**The records:**
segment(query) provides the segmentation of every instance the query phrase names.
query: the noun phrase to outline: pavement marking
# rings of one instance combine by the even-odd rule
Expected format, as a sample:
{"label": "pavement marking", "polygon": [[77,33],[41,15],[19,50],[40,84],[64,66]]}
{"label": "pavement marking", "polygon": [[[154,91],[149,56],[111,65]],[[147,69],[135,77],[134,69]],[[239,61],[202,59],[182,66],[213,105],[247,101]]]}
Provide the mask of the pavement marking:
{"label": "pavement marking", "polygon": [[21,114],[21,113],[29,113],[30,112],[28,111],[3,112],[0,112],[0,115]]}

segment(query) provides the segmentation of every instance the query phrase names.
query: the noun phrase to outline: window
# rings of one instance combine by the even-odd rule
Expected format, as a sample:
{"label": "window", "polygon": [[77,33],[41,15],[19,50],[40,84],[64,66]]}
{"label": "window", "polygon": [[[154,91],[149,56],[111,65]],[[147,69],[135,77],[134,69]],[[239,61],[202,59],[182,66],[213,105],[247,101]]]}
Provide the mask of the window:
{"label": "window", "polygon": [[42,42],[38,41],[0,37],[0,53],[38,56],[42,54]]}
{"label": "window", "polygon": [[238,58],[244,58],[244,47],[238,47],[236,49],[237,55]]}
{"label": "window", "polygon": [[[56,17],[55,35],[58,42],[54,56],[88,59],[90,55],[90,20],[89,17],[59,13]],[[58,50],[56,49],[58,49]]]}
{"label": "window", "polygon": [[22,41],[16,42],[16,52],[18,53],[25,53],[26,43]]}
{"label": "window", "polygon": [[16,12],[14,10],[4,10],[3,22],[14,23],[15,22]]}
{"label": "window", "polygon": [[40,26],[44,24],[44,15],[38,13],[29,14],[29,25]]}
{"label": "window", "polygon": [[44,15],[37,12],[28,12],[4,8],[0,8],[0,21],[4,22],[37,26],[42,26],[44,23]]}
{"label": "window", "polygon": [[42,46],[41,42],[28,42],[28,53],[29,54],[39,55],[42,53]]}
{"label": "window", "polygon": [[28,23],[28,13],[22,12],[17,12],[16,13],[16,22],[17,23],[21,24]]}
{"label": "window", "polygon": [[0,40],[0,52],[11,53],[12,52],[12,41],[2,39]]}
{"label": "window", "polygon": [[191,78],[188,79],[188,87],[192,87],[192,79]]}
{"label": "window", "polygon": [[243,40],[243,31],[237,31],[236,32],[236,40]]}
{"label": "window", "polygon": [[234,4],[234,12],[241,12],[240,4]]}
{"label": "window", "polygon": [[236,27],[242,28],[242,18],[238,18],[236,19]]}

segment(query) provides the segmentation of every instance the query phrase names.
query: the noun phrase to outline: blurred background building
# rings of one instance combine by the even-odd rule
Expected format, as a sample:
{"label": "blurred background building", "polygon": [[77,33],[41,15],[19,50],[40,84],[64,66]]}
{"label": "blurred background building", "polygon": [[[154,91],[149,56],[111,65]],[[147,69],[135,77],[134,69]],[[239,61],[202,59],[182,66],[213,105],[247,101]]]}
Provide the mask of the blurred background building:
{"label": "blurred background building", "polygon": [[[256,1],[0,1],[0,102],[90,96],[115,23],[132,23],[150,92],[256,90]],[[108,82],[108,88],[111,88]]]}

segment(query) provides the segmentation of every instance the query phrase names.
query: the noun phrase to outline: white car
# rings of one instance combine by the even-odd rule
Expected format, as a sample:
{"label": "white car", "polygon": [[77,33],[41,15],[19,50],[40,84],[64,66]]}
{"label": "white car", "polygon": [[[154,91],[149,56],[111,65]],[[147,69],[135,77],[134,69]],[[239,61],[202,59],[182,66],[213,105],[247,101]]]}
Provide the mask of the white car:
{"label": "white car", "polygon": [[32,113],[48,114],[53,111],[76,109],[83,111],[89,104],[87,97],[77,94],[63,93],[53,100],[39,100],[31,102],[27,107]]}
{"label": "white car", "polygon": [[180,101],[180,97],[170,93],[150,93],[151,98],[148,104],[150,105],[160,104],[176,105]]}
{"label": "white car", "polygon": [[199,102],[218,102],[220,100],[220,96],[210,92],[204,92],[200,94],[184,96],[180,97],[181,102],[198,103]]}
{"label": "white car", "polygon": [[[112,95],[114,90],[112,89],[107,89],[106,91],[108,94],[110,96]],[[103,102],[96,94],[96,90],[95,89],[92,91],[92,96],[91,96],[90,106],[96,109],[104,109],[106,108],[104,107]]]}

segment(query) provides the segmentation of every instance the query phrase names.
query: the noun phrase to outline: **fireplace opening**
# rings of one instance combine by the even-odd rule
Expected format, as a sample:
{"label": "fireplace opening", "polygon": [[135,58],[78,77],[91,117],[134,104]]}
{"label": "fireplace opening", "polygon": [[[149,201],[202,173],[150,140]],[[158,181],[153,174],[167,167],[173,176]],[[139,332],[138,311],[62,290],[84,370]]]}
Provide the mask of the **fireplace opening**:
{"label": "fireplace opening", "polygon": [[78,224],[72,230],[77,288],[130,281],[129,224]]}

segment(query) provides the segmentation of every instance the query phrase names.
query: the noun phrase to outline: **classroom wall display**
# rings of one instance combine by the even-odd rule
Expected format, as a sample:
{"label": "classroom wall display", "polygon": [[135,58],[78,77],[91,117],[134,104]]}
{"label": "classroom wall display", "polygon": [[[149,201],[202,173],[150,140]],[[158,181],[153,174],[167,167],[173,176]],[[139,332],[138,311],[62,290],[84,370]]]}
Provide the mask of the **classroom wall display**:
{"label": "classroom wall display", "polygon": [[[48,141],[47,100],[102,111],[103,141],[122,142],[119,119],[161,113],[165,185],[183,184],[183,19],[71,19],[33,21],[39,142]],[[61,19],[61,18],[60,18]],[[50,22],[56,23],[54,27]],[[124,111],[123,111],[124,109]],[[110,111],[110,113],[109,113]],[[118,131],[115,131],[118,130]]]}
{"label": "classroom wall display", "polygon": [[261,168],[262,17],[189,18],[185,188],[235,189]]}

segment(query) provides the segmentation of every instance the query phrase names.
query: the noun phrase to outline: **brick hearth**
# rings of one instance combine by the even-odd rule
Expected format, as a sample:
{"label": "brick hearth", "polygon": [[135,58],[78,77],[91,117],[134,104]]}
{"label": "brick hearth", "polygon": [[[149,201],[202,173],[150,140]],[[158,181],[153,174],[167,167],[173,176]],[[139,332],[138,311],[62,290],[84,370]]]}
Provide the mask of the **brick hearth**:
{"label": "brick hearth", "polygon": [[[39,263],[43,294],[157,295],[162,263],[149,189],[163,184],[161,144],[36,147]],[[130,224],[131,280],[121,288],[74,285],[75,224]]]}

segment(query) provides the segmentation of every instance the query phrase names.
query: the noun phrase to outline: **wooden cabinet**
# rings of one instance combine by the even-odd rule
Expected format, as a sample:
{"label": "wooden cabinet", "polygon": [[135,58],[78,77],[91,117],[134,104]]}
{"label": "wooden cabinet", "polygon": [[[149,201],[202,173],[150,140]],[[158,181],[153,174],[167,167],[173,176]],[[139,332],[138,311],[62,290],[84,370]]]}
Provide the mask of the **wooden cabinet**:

**Stated exercise:** Present every line of the entries above as a numbered list, leaving out any blank lines.

**Solved exercise:**
1. segment(query) provides the segmentation of every instance the query phrase names.
2. query: the noun phrase to outline: pavement marking
3. # rings of one instance combine by the even-odd rule
4. Expected format, as a sample:
5. {"label": "pavement marking", "polygon": [[77,33],[41,15],[19,50],[40,84],[64,66]]}
6. {"label": "pavement marking", "polygon": [[[154,91],[149,56],[111,65]],[[147,69],[135,77],[134,69]],[[239,61],[202,59],[182,66],[213,105],[247,101]]]}
7. Provide the mask of the pavement marking:
8. {"label": "pavement marking", "polygon": [[21,114],[21,113],[29,113],[30,112],[28,111],[3,112],[0,112],[0,115]]}
9. segment(query) provides the segmentation of every instance the query phrase names.
10. query: the noun phrase to outline: window
11. # rings of one instance combine by the even-odd rule
12. Expected format, as a sample:
13. {"label": "window", "polygon": [[77,33],[41,15],[19,50],[40,84],[64,66]]}
14. {"label": "window", "polygon": [[[154,91],[149,56],[111,65]],[[147,69],[135,77],[134,69]],[[239,61],[202,59],[182,66],[213,105],[247,101]]]}
15. Provide the mask of the window:
16. {"label": "window", "polygon": [[42,42],[38,41],[0,37],[0,53],[38,56],[42,54]]}
17. {"label": "window", "polygon": [[238,58],[244,58],[244,47],[238,47],[236,49],[237,55]]}
18. {"label": "window", "polygon": [[[56,17],[55,35],[58,42],[54,56],[88,59],[90,55],[90,20],[89,17],[59,13]],[[58,50],[56,49],[58,49]]]}
19. {"label": "window", "polygon": [[22,41],[16,42],[16,52],[18,53],[25,53],[26,43]]}
20. {"label": "window", "polygon": [[16,12],[14,10],[4,10],[3,22],[14,23],[15,22]]}
21. {"label": "window", "polygon": [[40,26],[44,24],[44,15],[38,13],[29,14],[29,25]]}
22. {"label": "window", "polygon": [[44,15],[37,12],[28,12],[4,8],[0,8],[0,21],[4,22],[37,26],[42,26],[44,23]]}
23. {"label": "window", "polygon": [[42,46],[41,42],[28,42],[28,53],[29,54],[39,55],[42,53]]}
24. {"label": "window", "polygon": [[28,23],[28,13],[22,12],[17,12],[16,13],[16,22],[17,23],[21,24]]}
25. {"label": "window", "polygon": [[0,40],[0,52],[11,53],[12,52],[12,41],[2,39]]}
26. {"label": "window", "polygon": [[191,78],[188,79],[188,87],[192,87],[192,79]]}
27. {"label": "window", "polygon": [[243,40],[243,31],[237,31],[236,32],[236,40]]}
28. {"label": "window", "polygon": [[234,4],[234,12],[241,12],[240,4]]}
29. {"label": "window", "polygon": [[236,27],[242,28],[242,18],[238,18],[236,19]]}
30. segment(query) provides the segmentation of every instance the query phrase names.
31. query: the noun phrase to outline: blurred background building
32. # rings of one instance combine by the even-odd rule
33. Expected format, as a sample:
34. {"label": "blurred background building", "polygon": [[77,33],[41,15],[19,50],[40,84],[64,66]]}
35. {"label": "blurred background building", "polygon": [[[154,91],[149,56],[111,65]],[[147,69],[135,77],[134,69]],[[239,61],[202,59],[182,66],[213,105],[247,101]]]}
36. Provide the mask of the blurred background building:
37. {"label": "blurred background building", "polygon": [[[256,1],[0,1],[0,102],[90,96],[115,23],[132,23],[150,92],[256,90]],[[108,82],[108,88],[111,88]]]}
38. segment(query) provides the segmentation of every instance the query phrase names.
39. query: the noun phrase to outline: white car
40. # rings of one instance combine by the even-odd rule
41. Expected format, as a sample:
42. {"label": "white car", "polygon": [[77,33],[41,15],[19,50],[40,84],[64,66]]}
43. {"label": "white car", "polygon": [[[154,91],[149,56],[111,65]],[[147,69],[135,77],[134,69]],[[239,61],[202,59],[182,66],[213,105],[247,101]]]}
44. Provide the mask of the white car:
45. {"label": "white car", "polygon": [[32,113],[48,114],[53,111],[76,109],[83,111],[89,104],[87,97],[77,94],[63,93],[53,100],[39,100],[31,102],[27,107]]}
46. {"label": "white car", "polygon": [[180,101],[180,97],[170,93],[150,93],[151,98],[148,104],[150,105],[160,104],[176,105]]}
47. {"label": "white car", "polygon": [[199,102],[218,102],[220,100],[220,96],[210,92],[204,92],[200,94],[184,96],[180,97],[181,102],[198,103]]}
48. {"label": "white car", "polygon": [[[112,95],[114,90],[112,89],[107,89],[106,91],[108,94],[110,96]],[[103,102],[96,94],[96,90],[95,89],[92,91],[92,96],[91,96],[90,106],[96,109],[104,109],[106,108],[104,107]]]}
49. segment(query) provides the segmentation of every instance the query phrase names.
50. query: the noun phrase to outline: **fireplace opening**
51. # rings of one instance combine by the even-odd rule
52. Expected format, as a sample:
53. {"label": "fireplace opening", "polygon": [[135,58],[78,77],[91,117],[134,104]]}
54. {"label": "fireplace opening", "polygon": [[[149,201],[202,173],[150,140]],[[158,181],[153,174],[167,167],[173,176]],[[139,332],[138,311],[62,290],[84,370]]]}
55. Provide the mask of the **fireplace opening**:
56. {"label": "fireplace opening", "polygon": [[78,224],[72,230],[77,288],[130,281],[129,224]]}
57. segment(query) provides the segmentation of every instance the query phrase names.
58. query: the noun phrase to outline: **classroom wall display**
59. # rings of one instance combine by the even-odd rule
60. Expected format, as a sample:
61. {"label": "classroom wall display", "polygon": [[135,58],[78,77],[91,117],[134,104]]}
62. {"label": "classroom wall display", "polygon": [[[149,201],[202,173],[150,140]],[[158,181],[153,174],[167,167],[173,176]],[[139,332],[138,311],[62,290],[84,370]]]}
63. Provide the mask of the **classroom wall display**:
64. {"label": "classroom wall display", "polygon": [[[48,141],[47,100],[102,111],[103,141],[122,142],[119,119],[161,113],[165,185],[183,184],[183,19],[71,19],[33,21],[39,142]],[[61,19],[61,18],[60,18]],[[50,22],[56,23],[54,27]],[[124,111],[123,111],[124,109]],[[110,111],[110,113],[109,113]],[[118,131],[115,131],[118,130]]]}
65. {"label": "classroom wall display", "polygon": [[261,168],[262,17],[189,18],[185,188],[235,189]]}
66. segment(query) provides the segmentation of every instance the query phrase names.
67. query: the noun phrase to outline: **brick hearth**
68. # rings of one instance combine by the even-odd rule
69. Expected format, as a sample:
70. {"label": "brick hearth", "polygon": [[135,58],[78,77],[91,117],[134,104]]}
71. {"label": "brick hearth", "polygon": [[[149,201],[202,173],[150,140]],[[158,181],[153,174],[167,167],[173,176]],[[139,332],[138,311],[62,290],[84,370]]]}
72. Provide the mask of the **brick hearth**:
73. {"label": "brick hearth", "polygon": [[[39,263],[43,294],[157,295],[162,263],[149,189],[163,184],[161,144],[36,147]],[[130,224],[131,280],[121,288],[74,285],[75,224]]]}
74. segment(query) provides the segmentation of every instance the query phrase names.
75. query: the noun phrase to outline: **wooden cabinet**
76. # rings of one instance combine by the even-odd rule
77. Expected format, as a sample:
78. {"label": "wooden cabinet", "polygon": [[135,58],[78,77],[91,117],[134,104]]}
79. {"label": "wooden cabinet", "polygon": [[[149,201],[202,173],[150,140]],[[158,181],[153,174],[167,167],[173,176]],[[139,332],[138,311],[62,290],[84,370]]]}
80. Provide the mask of the **wooden cabinet**:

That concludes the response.